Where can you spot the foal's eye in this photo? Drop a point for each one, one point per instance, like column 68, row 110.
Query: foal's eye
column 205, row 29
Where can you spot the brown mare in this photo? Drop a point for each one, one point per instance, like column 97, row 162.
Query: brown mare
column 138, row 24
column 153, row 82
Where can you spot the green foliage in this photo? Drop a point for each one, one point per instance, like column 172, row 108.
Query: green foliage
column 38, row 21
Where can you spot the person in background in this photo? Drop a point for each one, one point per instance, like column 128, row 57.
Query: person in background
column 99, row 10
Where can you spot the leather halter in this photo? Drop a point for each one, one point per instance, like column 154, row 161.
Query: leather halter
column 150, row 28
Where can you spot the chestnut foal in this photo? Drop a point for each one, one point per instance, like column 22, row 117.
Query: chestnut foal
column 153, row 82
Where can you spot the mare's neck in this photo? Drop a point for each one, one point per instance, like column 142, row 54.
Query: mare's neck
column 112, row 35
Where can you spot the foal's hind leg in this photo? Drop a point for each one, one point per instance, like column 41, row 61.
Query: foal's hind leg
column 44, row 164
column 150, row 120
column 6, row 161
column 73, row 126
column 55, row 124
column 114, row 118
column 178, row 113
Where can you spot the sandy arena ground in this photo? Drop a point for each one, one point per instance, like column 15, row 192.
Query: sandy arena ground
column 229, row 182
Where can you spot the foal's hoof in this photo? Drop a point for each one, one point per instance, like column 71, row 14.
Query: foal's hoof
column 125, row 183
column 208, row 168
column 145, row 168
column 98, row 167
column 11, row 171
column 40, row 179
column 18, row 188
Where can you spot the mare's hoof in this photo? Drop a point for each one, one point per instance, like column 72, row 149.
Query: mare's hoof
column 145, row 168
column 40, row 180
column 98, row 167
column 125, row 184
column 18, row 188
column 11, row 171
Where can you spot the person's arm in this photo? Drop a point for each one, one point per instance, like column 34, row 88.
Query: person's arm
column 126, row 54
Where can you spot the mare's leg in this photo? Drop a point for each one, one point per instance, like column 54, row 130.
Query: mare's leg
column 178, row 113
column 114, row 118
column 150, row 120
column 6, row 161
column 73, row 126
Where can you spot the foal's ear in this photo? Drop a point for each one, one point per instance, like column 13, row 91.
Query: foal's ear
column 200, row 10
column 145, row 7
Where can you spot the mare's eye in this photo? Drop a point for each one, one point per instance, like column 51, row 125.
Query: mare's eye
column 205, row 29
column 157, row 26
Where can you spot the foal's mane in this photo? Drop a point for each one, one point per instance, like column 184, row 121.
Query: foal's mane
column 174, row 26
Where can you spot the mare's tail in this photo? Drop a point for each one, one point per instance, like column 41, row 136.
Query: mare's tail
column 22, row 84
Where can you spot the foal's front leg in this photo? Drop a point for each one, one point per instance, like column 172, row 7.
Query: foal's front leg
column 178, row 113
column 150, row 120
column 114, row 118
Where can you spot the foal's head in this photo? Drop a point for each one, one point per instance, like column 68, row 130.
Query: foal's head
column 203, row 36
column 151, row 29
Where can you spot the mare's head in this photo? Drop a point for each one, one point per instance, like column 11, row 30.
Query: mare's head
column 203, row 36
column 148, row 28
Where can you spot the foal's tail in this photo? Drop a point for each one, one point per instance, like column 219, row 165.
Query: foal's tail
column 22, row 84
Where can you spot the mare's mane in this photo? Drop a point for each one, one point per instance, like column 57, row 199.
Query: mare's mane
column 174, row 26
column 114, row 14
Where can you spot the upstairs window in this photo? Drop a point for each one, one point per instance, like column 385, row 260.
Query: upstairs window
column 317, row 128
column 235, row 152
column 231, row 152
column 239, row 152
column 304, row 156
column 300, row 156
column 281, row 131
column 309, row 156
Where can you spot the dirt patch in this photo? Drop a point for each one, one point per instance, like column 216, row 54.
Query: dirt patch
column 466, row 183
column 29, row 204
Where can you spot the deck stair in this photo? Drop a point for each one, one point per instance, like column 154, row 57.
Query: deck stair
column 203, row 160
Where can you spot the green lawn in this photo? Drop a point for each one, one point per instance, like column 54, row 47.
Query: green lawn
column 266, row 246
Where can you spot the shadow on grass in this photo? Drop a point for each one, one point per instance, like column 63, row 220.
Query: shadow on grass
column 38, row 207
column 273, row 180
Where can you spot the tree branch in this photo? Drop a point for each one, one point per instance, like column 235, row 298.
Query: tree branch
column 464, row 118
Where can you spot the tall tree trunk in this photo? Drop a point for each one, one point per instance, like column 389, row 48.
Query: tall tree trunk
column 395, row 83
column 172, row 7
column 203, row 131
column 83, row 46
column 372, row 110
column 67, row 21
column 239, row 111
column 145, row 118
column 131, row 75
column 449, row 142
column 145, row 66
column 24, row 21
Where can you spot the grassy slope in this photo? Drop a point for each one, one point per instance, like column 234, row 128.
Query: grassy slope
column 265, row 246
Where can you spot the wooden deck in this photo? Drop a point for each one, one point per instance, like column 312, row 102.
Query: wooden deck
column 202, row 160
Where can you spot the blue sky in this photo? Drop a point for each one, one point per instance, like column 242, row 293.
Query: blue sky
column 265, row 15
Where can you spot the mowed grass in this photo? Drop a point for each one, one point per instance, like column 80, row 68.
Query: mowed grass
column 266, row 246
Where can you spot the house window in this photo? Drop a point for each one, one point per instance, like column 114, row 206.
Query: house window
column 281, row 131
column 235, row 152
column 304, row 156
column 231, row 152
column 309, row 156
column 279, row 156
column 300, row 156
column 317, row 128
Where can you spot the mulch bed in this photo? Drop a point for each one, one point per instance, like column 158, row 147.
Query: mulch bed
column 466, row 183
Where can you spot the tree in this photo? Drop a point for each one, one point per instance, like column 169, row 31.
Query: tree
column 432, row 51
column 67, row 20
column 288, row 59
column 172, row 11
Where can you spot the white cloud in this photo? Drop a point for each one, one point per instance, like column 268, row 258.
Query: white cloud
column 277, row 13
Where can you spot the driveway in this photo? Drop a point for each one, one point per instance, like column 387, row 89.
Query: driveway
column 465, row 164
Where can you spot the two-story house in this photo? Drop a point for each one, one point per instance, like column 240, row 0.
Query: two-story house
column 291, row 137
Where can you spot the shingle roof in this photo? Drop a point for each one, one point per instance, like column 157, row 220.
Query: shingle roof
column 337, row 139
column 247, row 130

Task to carry out
Rewrite all of the material above, replacing "Drop" with "Place" everywhere it occurs and keeping everything else the same.

Result of this task
Where can you spot the foal's eye in this photo? Place a point for each one, one point per instance, like column 68, row 110.
Query: foal's eye
column 205, row 29
Where can you spot the brown mare in this photo? Place a point for each one, one point per instance, like column 97, row 162.
Query: brown mare
column 138, row 24
column 153, row 82
Where can you spot the green foliage in this photo? Place a point for each one, one point per instance, like column 172, row 108.
Query: green foliage
column 38, row 21
Where can you spot the person in background in this photo? Place a point for each one, one point per instance, like column 128, row 57.
Query: person in background
column 99, row 10
Where can you spot the leather halter in this photo? Place a point for each one, one point per instance, like column 154, row 161.
Query: leather halter
column 150, row 28
Where can you spot the chestnut foal in this photo? Place a point for each one, one point per instance, like column 22, row 117.
Query: chestnut foal
column 153, row 82
Where can you spot the mare's neck in this photo? Place a point for each one, one point per instance, like column 142, row 54.
Query: mare's neck
column 112, row 35
Where can you spot the foal's hind leg in this photo? Place a point for each one, one point per instance, like column 41, row 61.
Query: foal's hind leg
column 44, row 164
column 150, row 120
column 6, row 161
column 73, row 126
column 55, row 124
column 114, row 118
column 178, row 113
Where can you spot the sandy arena ground in this photo? Place a point for each one, one point per instance, like column 15, row 192.
Query: sandy arena ground
column 229, row 182
Where can you spot the foal's hoof in this photo? Place a point for each one, one point per instance, like column 71, row 14.
Query: foal's hoof
column 125, row 183
column 208, row 168
column 145, row 168
column 98, row 167
column 11, row 171
column 40, row 179
column 18, row 188
Where can you spot the mare's hoof in this photo? Place a point for each one, one point per instance, like column 72, row 149.
Query: mare's hoof
column 145, row 168
column 40, row 180
column 98, row 167
column 125, row 184
column 18, row 188
column 11, row 171
Where can you spot the person's arm in this photo? Place a point for each one, one point per instance, like column 34, row 88.
Query: person's arm
column 126, row 54
Where can you spot the mare's leg in this photo? Place a point for each one, one point per instance, like column 54, row 130.
Query: mare's leg
column 178, row 113
column 114, row 118
column 150, row 120
column 6, row 161
column 73, row 126
Where can you spot the foal's ear in this photo? Place a point for each one, one point per instance, like column 13, row 91.
Query: foal's ear
column 200, row 10
column 145, row 7
Where can you spot the mare's eye in this photo? Place a point for each one, one point per instance, like column 51, row 125.
Query: mare's eye
column 205, row 29
column 157, row 26
Where can you spot the foal's mane in this photo? Place a point for each one, one point per instance, like column 184, row 121.
Query: foal's mane
column 174, row 26
Where can you spot the mare's tail in this photo? Place a point for each one, one point per instance, like column 41, row 136.
Query: mare's tail
column 22, row 84
Where can you spot the foal's front leg in this photo? Place a point for each one, one point per instance, like column 172, row 7.
Query: foal's front leg
column 178, row 113
column 150, row 120
column 114, row 118
Where can you spot the foal's head in this photo? Place a point for each one, one point per instance, like column 68, row 130.
Query: foal's head
column 203, row 36
column 151, row 29
Where can you spot the mare's head in this photo? Place a point for each one, one point per instance, like column 11, row 30.
Query: mare's head
column 203, row 36
column 148, row 28
Where can you spot the foal's tail in this photo? Place a point for each one, one point per instance, like column 219, row 165.
Query: foal's tail
column 22, row 84
Where can you spot the mare's mane in this photo? Place a point for each one, one point per instance, like column 57, row 199.
Query: mare's mane
column 174, row 26
column 114, row 14
Where can you spot the upstairs window in this photo? Place a point for each one, one point per instance, like column 385, row 260.
Query: upstairs window
column 317, row 128
column 235, row 152
column 231, row 152
column 239, row 152
column 304, row 156
column 300, row 156
column 281, row 131
column 309, row 156
Where can you spot the dirt patch in this photo? Place a point for each one, one point per instance, like column 216, row 54.
Query: dirt patch
column 466, row 183
column 29, row 204
Where can you spot the deck stair in this photo? Place a point for each one, one point per instance, like column 154, row 57.
Query: deck stair
column 203, row 160
Where can you spot the green lawn in this photo? Place a point for each one, one point per instance, like column 54, row 47.
Query: green lawn
column 266, row 246
Where can you spot the shadow on grass in this photo? Place a point for each one, one point per instance, like column 63, row 220.
Query: shadow on grass
column 38, row 207
column 273, row 180
Where can you spot the tree branch in this photo? Place a point for each one, one point per instance, like column 235, row 298.
Query: tree branch
column 464, row 118
Where can you spot the tall tree trunk in this photo? Place a point for each one, one point per instance, like column 389, row 48.
Query: tall tree trunk
column 395, row 83
column 172, row 7
column 203, row 131
column 83, row 46
column 372, row 110
column 67, row 21
column 239, row 111
column 145, row 118
column 131, row 75
column 449, row 142
column 145, row 66
column 24, row 21
Where can you spot the grassy slope in this photo? Place a point for each one, one point per instance, like column 234, row 128.
Query: grassy slope
column 265, row 246
Where can you spot the wooden deck in this photo? Place a point for each one, one point per instance, like column 312, row 102.
Query: wooden deck
column 202, row 160
Where can you spot the blue sky in this photo? Place a point for each one, one point per instance, like column 242, row 293.
Query: blue sky
column 265, row 15
Where can you spot the mowed grass in this photo? Place a point for each one, one point per instance, like column 80, row 68.
Query: mowed grass
column 266, row 246
Where can you spot the house window in this photo? Place a point for each one, one point per instance, like column 114, row 206.
Query: house window
column 281, row 131
column 235, row 152
column 304, row 156
column 231, row 152
column 309, row 156
column 279, row 156
column 300, row 156
column 317, row 128
Where can you spot the mulch bed in this photo? Place a point for each one, one point per instance, like column 158, row 147.
Query: mulch bed
column 466, row 183
Where can you spot the tree in this photo? Place a point for each one, one point per instance, like column 169, row 31.
Query: tree
column 432, row 51
column 67, row 20
column 288, row 59
column 172, row 11
Where can you spot the white cloud in this photo? Place a point for each one, one point per instance, like column 268, row 258.
Query: white cloud
column 277, row 13
Where can you spot the driveway in this photo? Place a point for each one, one point per instance, like column 387, row 89.
Query: driveway
column 465, row 164
Where can you spot the two-story house in this photo? Place a point for each one, one point per instance, like column 240, row 0.
Query: two-story house
column 291, row 137
Where can you spot the shingle roof in this photo? Place a point for each one, one point per instance, like column 157, row 220.
Query: shingle roof
column 337, row 139
column 247, row 130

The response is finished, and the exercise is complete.